Dengan luas budi daya saat ini 38,4 hektar, Kampung Budi Daya Rumput Laut Nusa Penida Klungkung ini menampung sedikitnya 506 petani rumput laut.
“Saat ini kami mengembangkan jenis eucheuma cottoniistrain dan eucheuma spinosum. Hasil rumput laut biasanya dijual ke pengepul. Ada dua pengepul di Nusa Lembongan,” kata Rajin, saat ditemui para media yang mengikuti  ’’Ngeraos Sareng Media dan Capacity Building bersama KPw BI Bali’’ , Jumat (13/9) di Nusa Lembongan.

Ia menyebutkan, untuk saat ini harga jual 1 kilogramnya sebesar  Rp14 ribu, padahal dulunya  tahun 2020 harga satu kilogram mencapai  Rp40 ribu. “Saya kurang tahu mengapa harganya bisa jadi  turun dratis begitu,” ucap Rajin 

Baca juga: Potensi Nusa Lembongan Kembangkan Body Care Rumput Laut

Rajin menuturkan, saat panen 2-3 bulan, ia mendapatkan 12 keranjang besar. Dari 12 keranjang tersebut, setelah dipilah yang terbaik sisanya 5 keranjang yang ia jadikan bibit lagi.  Kemudian rumput laut basah tersebut dijemur sampai kering, lalu dijual kepada pengepul. 

Ia menuturkan, dari hasil budi daya rumput laut ini ia mendapatkan hasil bersih Rp6 juta per bulan. Ia mengaku cukup untuknya hidup bersama keluarga. Namun, hanya ia dan istrinya yang melakukan budi daya rumput laut karena kedua anaknya sudah bekerja di perhotelan. 
“Anak saya sudah bekerja di hotel karena dia tidak mau jadi petani rumput laut seperti kami. Katanya kotor dan hasil tidak menjanjikan.  Mungkin kalau harganya Rp40 ribu lagi, bisa jadi dia tertarik ikut terjun jadi petani. Jadi hanya saya dan istri yang ngurus rumput laut,” tutur Rajin. 

Baca juga: Ciptakan Pertumbuhan Ekonomi Bali Berkelanjutan, Tiga Hal harus Diperkuat

Menurut Rajin, rumput laut yang dibudidayakan terkendala  penyakit seperti busuk batang, pertumbuhan lambat karena batang retak yang mengakibatkan mudah putus oleh hantaman gelombang. Apalagi, saat gelombang pasang di bulan November  sampai Pebruari hasil yang ia terima lebih sedikit dari biasanya. “Kami tidak selalu  mendapatkan hasil yang bagus, karena sering juga gagal panen,” imbuhnya.  Karena gagal panen, untuk biaya kehidupan sehari-hari, ia mengambil tabungan. “Saat banyak hasil, biasanya saya menabung. Nah, saat gagal panen, ada simpanan uang yang bisa diambil,” tutur Rajin.

* _Uraian Tugas_: Sebutkan setiap nilai rupiah berbeda yang muncul dalam teks tentang budi daya rumput laut di atas, beserta hal yang diukur oleh nilai itu.

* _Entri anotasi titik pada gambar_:
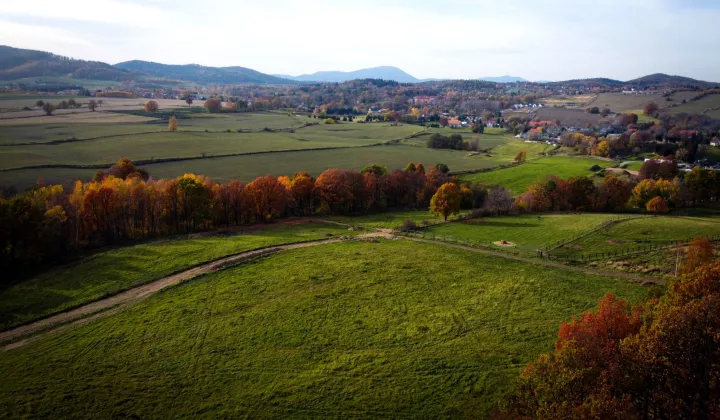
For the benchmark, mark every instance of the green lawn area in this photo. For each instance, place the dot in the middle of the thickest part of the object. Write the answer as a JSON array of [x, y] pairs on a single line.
[[528, 232], [488, 140], [642, 118], [388, 220], [392, 329], [62, 131], [518, 178], [163, 145], [644, 231], [119, 269], [246, 168]]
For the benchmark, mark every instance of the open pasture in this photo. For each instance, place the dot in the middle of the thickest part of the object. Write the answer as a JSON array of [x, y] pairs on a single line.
[[247, 167], [620, 102], [72, 116], [634, 233], [163, 145], [709, 105], [14, 104], [115, 270], [527, 233], [488, 140], [388, 220], [391, 329], [518, 178], [567, 100]]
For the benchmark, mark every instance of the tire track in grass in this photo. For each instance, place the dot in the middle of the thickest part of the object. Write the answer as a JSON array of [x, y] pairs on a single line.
[[108, 306]]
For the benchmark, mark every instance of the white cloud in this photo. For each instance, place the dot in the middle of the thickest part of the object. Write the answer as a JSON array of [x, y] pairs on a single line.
[[550, 39]]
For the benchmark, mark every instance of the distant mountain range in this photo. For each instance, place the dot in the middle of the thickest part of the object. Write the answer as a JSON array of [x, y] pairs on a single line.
[[503, 79], [383, 72], [198, 73], [16, 63]]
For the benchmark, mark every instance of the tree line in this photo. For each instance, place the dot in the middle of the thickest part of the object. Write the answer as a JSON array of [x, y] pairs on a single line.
[[657, 360], [49, 223], [655, 193]]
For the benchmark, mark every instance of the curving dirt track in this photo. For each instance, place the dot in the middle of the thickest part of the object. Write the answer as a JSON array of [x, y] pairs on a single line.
[[105, 307]]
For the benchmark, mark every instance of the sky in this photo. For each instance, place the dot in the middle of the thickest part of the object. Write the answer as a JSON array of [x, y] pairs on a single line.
[[454, 39]]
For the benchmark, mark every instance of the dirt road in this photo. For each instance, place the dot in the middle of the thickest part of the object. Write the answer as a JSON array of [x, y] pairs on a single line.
[[111, 305]]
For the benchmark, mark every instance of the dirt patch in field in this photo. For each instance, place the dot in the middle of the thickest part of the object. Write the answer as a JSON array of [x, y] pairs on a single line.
[[622, 171]]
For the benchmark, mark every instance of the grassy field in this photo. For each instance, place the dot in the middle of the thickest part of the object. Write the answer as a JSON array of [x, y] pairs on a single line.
[[388, 220], [527, 232], [488, 140], [391, 329], [119, 269], [645, 231], [246, 168], [519, 178], [709, 105], [619, 102], [162, 145]]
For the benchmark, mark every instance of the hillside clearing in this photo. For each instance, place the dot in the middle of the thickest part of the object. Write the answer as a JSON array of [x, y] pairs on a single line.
[[345, 329]]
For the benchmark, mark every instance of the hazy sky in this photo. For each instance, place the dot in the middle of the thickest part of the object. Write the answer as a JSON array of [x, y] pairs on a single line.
[[535, 39]]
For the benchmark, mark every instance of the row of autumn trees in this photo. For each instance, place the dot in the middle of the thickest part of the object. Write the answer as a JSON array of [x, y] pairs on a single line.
[[658, 360], [125, 204], [615, 194]]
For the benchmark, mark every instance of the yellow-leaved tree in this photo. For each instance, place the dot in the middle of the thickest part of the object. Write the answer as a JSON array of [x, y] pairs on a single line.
[[446, 200]]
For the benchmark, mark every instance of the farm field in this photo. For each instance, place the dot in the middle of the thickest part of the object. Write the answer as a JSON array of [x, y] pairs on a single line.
[[115, 270], [246, 168], [10, 105], [488, 140], [527, 233], [59, 131], [644, 231], [518, 178], [163, 145], [567, 116], [354, 329], [388, 220], [619, 102], [709, 105]]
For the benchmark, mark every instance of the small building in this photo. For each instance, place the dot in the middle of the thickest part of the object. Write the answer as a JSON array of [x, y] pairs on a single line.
[[454, 123]]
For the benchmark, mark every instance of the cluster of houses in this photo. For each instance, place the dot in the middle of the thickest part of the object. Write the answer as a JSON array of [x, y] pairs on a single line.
[[526, 106]]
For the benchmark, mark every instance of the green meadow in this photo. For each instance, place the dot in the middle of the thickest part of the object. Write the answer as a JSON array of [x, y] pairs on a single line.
[[112, 271], [391, 329]]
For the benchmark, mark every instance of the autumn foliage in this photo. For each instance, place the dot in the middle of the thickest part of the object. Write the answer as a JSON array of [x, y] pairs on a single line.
[[446, 200], [125, 203], [655, 361]]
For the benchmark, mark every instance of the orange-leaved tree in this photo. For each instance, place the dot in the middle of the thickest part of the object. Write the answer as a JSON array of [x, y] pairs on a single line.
[[446, 200], [266, 197], [151, 106], [700, 252]]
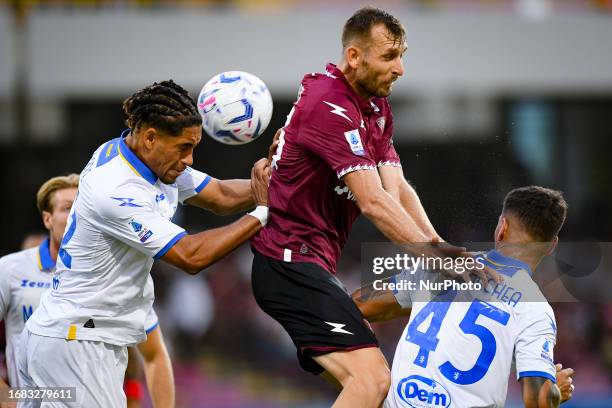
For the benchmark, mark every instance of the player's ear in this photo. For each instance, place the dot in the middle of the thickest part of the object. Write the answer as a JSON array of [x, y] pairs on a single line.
[[553, 245], [502, 229], [47, 219], [353, 56], [148, 137]]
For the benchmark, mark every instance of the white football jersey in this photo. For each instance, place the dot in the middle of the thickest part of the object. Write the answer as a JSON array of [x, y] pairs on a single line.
[[458, 349], [24, 277], [119, 223]]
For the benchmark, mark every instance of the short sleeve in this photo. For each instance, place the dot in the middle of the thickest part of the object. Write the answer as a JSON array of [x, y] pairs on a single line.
[[535, 344], [386, 155], [151, 321], [127, 214], [190, 183], [332, 135], [5, 287]]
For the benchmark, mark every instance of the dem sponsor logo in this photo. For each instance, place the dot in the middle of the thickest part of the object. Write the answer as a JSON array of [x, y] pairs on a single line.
[[420, 392]]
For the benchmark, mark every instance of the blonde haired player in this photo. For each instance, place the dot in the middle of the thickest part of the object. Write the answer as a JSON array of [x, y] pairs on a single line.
[[26, 274]]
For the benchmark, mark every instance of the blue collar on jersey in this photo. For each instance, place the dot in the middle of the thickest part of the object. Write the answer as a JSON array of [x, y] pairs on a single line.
[[505, 265], [133, 161], [45, 261]]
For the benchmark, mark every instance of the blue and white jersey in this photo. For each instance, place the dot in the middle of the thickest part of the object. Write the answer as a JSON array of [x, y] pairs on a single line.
[[24, 277], [458, 350], [119, 223]]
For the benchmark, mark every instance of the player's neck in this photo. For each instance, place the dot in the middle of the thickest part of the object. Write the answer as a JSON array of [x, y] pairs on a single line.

* _Jawaban Tertulis_: Rp14 ribu adalah harga jual satu kilogram rumput laut saat ini. Rp40 ribu adalah harga satu kilogram pada tahun 2020, dan angka yang sama disebut lagi sebagai harga yang mungkin membuat anak Rajin tertarik menjadi petani. Rp6 juta adalah hasil bersih per bulan yang didapat Rajin dari budi daya rumput laut.